[Provided information — start]
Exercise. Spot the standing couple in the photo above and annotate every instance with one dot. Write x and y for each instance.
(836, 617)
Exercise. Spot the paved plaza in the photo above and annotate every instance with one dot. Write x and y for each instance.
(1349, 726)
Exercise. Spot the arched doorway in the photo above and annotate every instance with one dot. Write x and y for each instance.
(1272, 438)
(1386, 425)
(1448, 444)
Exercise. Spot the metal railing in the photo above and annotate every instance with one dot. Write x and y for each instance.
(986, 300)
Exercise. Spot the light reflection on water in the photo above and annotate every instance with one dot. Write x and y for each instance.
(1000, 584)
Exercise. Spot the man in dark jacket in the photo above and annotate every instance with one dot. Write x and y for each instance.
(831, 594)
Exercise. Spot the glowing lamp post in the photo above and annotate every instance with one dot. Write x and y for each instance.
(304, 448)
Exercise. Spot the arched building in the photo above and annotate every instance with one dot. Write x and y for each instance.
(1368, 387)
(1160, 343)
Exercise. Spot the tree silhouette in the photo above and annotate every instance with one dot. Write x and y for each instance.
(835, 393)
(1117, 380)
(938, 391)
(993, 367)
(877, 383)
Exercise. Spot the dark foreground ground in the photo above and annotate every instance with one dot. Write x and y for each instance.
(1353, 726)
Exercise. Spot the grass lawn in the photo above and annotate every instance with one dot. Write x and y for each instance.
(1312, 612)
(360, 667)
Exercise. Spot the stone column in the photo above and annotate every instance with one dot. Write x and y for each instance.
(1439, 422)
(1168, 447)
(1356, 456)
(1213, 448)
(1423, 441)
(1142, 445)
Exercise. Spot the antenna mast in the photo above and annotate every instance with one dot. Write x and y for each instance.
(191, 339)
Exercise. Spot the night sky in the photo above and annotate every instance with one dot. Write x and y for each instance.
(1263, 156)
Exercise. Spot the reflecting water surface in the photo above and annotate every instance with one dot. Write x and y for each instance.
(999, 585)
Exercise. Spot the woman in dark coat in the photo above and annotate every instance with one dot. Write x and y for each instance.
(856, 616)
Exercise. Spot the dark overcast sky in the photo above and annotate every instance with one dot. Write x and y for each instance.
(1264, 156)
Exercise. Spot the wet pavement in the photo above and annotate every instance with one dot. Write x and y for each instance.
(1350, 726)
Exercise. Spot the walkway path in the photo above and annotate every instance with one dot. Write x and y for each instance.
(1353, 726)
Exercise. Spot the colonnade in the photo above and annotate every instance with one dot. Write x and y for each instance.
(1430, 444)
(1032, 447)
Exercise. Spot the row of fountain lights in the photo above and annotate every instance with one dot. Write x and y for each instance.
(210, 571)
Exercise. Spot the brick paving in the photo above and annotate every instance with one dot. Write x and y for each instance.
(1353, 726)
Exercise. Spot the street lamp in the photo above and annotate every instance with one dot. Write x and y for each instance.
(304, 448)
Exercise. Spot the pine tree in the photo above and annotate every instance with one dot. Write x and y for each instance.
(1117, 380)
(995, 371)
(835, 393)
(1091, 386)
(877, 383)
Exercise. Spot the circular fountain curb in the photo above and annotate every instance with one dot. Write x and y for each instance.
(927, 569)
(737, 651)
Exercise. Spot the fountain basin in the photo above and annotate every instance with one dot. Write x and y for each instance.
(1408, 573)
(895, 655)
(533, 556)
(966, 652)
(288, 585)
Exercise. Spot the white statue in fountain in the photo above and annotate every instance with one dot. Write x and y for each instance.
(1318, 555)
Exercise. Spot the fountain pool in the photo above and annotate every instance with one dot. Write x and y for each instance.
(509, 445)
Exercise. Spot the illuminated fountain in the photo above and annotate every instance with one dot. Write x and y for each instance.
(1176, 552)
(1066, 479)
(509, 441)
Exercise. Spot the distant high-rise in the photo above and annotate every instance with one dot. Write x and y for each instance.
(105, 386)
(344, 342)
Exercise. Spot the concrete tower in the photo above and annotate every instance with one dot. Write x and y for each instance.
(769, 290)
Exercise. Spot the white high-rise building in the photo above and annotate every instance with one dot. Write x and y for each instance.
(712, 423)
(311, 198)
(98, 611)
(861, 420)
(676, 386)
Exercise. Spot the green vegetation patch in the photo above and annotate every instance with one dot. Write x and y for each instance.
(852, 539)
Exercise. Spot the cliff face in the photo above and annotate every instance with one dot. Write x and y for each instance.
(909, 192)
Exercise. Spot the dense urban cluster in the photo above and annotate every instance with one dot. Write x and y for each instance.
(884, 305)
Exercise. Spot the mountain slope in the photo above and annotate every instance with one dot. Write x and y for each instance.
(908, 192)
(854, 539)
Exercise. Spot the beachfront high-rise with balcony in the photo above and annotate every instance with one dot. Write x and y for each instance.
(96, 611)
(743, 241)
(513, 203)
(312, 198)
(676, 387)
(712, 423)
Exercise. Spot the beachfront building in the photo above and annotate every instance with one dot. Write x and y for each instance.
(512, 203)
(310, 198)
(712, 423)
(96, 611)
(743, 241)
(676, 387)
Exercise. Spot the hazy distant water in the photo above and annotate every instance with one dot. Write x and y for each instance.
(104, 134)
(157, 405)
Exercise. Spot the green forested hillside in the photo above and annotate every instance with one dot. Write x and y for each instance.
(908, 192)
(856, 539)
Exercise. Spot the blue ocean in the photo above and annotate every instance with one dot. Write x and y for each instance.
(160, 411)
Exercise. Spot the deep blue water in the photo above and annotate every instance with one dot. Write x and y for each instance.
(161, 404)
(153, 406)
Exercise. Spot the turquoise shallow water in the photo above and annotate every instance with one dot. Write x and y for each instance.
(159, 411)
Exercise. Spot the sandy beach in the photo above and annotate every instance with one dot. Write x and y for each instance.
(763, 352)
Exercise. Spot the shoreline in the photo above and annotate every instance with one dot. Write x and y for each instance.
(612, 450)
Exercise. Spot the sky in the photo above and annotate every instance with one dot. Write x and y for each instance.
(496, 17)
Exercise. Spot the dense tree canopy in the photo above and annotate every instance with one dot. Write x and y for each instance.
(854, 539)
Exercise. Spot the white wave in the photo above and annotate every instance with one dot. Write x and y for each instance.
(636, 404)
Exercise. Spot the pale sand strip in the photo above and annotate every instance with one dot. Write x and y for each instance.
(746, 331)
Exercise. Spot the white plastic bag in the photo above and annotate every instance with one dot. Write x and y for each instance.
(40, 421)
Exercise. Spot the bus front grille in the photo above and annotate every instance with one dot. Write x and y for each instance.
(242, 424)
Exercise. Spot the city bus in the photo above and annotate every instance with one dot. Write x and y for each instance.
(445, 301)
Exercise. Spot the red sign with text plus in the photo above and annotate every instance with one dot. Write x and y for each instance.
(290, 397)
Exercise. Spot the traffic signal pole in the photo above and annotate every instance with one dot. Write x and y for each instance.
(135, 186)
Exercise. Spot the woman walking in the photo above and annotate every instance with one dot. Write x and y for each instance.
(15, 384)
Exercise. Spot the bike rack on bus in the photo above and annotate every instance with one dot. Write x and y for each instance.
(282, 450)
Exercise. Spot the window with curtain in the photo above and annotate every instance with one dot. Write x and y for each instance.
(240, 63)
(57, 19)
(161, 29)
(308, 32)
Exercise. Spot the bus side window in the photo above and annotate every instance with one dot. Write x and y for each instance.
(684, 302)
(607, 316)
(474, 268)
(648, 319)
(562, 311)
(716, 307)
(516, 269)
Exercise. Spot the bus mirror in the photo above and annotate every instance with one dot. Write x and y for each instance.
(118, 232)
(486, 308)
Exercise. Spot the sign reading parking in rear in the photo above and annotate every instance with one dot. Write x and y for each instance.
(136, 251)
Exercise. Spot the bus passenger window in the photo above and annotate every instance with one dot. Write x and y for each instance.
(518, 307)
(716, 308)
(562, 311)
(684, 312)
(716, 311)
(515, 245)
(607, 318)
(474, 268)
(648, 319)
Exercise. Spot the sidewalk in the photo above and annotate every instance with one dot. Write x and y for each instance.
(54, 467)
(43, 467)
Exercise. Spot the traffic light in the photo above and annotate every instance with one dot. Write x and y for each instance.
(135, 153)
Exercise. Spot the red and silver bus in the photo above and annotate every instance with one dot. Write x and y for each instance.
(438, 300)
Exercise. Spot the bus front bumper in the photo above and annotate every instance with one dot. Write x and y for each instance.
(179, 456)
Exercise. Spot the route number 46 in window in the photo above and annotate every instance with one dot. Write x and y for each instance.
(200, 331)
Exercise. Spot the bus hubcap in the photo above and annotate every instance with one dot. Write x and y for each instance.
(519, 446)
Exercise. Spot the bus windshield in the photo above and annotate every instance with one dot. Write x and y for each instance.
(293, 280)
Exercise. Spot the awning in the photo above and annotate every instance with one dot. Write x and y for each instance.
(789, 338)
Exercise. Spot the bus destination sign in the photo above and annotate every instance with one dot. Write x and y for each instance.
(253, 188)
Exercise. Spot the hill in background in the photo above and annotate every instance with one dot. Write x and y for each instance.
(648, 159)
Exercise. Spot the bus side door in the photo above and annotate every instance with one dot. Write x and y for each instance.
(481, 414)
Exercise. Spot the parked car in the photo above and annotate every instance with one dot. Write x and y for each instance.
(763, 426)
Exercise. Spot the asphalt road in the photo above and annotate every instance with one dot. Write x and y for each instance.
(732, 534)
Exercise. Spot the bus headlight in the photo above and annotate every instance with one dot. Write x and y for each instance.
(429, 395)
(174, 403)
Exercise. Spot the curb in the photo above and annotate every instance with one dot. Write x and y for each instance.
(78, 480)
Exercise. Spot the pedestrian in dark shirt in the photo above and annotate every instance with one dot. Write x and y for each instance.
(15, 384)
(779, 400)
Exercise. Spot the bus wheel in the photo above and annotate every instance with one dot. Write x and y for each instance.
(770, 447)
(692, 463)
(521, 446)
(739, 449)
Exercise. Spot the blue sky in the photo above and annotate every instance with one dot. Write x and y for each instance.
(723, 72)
[Provided information — finish]
From the "Exercise. Spot the blue sky" line to the close of the listing, restate each line word for word.

Exercise. Spot the blue sky in the photo above and annotate every instance with one dot. Write x and y for each instance.
(723, 72)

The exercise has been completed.